(Dataset records begins)

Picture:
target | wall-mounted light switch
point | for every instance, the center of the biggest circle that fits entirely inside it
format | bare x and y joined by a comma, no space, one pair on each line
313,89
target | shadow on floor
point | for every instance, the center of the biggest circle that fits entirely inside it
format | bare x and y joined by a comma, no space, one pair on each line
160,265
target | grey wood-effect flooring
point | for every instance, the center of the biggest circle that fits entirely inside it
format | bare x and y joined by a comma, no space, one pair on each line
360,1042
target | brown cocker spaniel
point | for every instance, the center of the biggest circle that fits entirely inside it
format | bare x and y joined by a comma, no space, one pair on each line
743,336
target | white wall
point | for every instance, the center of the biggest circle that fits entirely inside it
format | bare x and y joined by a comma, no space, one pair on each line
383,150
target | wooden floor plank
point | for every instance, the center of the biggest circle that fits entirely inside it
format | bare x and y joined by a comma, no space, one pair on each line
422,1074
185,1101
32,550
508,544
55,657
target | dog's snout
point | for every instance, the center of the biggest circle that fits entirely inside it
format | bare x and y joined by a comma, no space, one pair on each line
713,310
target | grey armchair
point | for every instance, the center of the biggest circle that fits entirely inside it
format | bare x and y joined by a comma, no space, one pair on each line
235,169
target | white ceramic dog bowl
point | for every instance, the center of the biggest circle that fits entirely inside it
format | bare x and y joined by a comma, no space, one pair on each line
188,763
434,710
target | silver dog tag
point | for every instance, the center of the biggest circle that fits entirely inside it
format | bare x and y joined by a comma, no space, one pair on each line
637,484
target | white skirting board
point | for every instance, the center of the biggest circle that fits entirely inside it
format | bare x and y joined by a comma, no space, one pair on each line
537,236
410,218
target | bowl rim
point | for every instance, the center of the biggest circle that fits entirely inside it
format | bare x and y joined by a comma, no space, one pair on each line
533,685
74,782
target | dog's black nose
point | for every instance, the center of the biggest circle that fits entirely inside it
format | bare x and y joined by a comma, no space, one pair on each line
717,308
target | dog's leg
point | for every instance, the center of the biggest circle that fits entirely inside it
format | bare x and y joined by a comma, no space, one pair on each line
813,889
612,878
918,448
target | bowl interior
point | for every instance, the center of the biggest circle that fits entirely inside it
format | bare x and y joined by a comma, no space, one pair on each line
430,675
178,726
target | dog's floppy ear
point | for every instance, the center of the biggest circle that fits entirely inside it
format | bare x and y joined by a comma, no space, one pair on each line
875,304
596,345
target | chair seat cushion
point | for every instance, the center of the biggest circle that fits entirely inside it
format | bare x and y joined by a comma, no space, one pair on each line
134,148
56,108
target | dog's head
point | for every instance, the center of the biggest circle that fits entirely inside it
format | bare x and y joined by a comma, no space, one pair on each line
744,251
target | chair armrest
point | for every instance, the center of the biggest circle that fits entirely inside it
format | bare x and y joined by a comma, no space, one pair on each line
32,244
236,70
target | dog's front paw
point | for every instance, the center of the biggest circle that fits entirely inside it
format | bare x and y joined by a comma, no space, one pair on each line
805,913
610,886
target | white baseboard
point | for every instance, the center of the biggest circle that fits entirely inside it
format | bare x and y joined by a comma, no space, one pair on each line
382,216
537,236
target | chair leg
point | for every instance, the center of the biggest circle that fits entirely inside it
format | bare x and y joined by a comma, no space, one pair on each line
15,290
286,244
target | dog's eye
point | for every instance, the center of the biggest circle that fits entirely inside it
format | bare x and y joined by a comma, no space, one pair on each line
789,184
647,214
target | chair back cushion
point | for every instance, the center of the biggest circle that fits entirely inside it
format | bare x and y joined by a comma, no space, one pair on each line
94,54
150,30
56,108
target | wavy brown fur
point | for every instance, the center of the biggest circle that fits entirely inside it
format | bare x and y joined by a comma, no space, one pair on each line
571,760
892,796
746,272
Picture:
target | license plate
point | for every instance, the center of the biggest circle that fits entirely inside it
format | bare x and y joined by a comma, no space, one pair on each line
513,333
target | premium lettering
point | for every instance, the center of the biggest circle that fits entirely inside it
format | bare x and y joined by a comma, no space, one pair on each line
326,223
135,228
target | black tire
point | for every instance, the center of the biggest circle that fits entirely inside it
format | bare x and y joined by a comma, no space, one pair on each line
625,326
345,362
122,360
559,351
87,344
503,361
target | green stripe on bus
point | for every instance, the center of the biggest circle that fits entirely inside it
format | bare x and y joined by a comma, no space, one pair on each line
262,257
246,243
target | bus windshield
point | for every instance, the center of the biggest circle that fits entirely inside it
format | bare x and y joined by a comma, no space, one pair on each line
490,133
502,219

(Dataset records ends)

- [The problem]:
The listing above should be printed again in full, unchanged.

- [Exercise answer]:
Picture:
target | wall-mounted light switch
point | for every instance, the center of the biggest circle that fits entirely inside it
format | bare x and y joined by a comma, no space, one pair on each line
313,89
target | shadow on floor
point | for every instance, the center of the biggest circle that fits entirely inside it
format | bare x and y joined by a comma, no space, one pair on each line
160,265
target | grey wood-effect flooring
point | for every instance, the center of the biggest circle that fits entirely inside it
format | bare x and y joined by a comma, no space, one pair on each line
360,1042
target | brown cocker spaniel
point | for every instance, the center of the biggest circle that fits entirely inside it
format | bare x and y joined by a comma, no space, one pair on each line
743,336
target | white wall
point | for every instance, the center of the biggest circle that fits entirely inside it
format | bare x and y joined by a comma, no space, one pair on each line
383,150
target | wooden floor plank
point | for every instance, the center of the biggest circle that fits entirely inside it
format | bare x and y joined by a comma, no space, one pair on each line
422,1074
185,1101
32,550
508,544
55,657
target | dog's snout
point | for every instance, the center of the biggest circle that fits entirely inside it
format | bare x and y joined by a comma, no space, one pair on each line
713,310
target | grey armchair
point | for every instance, the center of the biggest circle that fits entirely inside it
format | bare x and y joined by a comma, no space, one pair on each line
235,169
target | white ceramic dog bowl
point | for every instance, the center of the biggest circle that fits entirely inside it
format | bare x and y joined by a comma, no space, one pair on each line
188,763
434,710
target | silver dog tag
point | for every instance, the center of the biggest circle that fits entirely inside it
format | bare x and y joined by a comma, no space, one pair on each line
637,484
target | white skirting board
point | for every instance, the center of the biggest circle that fits entirely inside it
format | bare x and y joined by a comma, no space, one pair on each line
537,236
410,218
target | bowl rim
point | for every instance, the center of the biggest circle that fits entirely inside it
format | bare x and y joined by a comma, no space, one pair on each line
533,685
74,782
target | dog's black nose
point | for every instance, the center of the biggest circle that fits entirely inside it
format | bare x and y joined by a comma, no space, one pair on each line
717,308
target | dog's leg
point | for every instance, the center of the biggest circle that fits entirely inside it
format | bare x and y joined by a comma, no space, one pair on each line
813,889
612,878
918,448
target | bowl interior
point | for every instance, the center of the biggest circle that fits entirely inside it
format | bare x and y joined by a comma, no space, one pair on each line
430,675
178,726
target | dog's floppy ear
point | for every instance, the center of the biggest circle that fits entirely inside it
format | bare x and y joined by a comma, no space, one pair on each line
875,304
596,345
target | chair seat cushion
point | for every instance, the center of the biggest circle that fits entirely inside it
format | bare x and y joined by a comma, no space, one pair on each line
134,148
56,108
target | dog's head
point | for every instance, the center of the biggest circle that fits entirely inside it
format | bare x and y joined by a comma, no space, one pair on each line
744,251
target | chair armrest
point | for every instance, the center of the biggest circle that fits entirely inside it
format | bare x and y joined by a comma, no space, one pair on each line
32,244
236,70
target | dog's front paw
point | for every instance, the center of the biggest circle that fits entirely inside it
format | bare x and y joined by a comma, no space, one pair on each line
805,913
610,886
target | white baseboard
point | for every instance, the center of the biggest circle that fits entirely inside it
format | bare x and y joined by a comma, no space, one pair on each line
382,216
537,236
target | chair leg
point | for every instance, the center of the biggest circle that fits entirely inside it
format | bare x and y joined by a comma, no space, one pair on each line
15,290
286,244
target | dog's eye
point | for every instance, the center of the biggest circle that fits entirely inside it
format | bare x and y joined by a comma, no space, one pair on each line
789,184
647,214
target | chair back cushion
point | for every instance, the center of the biggest circle that fits entirely inside it
format | bare x and y joined by a comma, no space, one pair on each line
94,54
150,30
56,108
target | wavy brown fur
point | for every instance, the center of the biggest circle that fits entirely inside it
format | bare x and y joined by a comma, no space, one pair on each line
571,760
892,796
746,272
Picture:
target | license plate
point | for every instance, the center of the biggest circle that fits entirely inside it
format | bare x and y joined by a comma, no space, one pair on each line
513,333
target | premium lettering
point | for every instance, the center of the biggest circle that fits entirely inside it
format | bare x and y joined by a comma, no space, one pair on each line
326,223
135,228
target | black tire
point | for every instance, the center of the biggest circle that fits entirely inside it
format | bare x and y joined by a comma, no space, one pair on each line
625,326
345,362
122,360
559,351
87,344
503,361
target | green stripe on bus
point | for every instance, the center of the biggest circle that fits entirely inside it
format | bare x and y joined by a comma, no space, one pair on each line
262,257
246,243
target | bus windshield
point | for every instance, the center of the biggest circle that fits entirely inside it
format | bare x and y joined by a comma, no space, one pair on each line
490,133
502,219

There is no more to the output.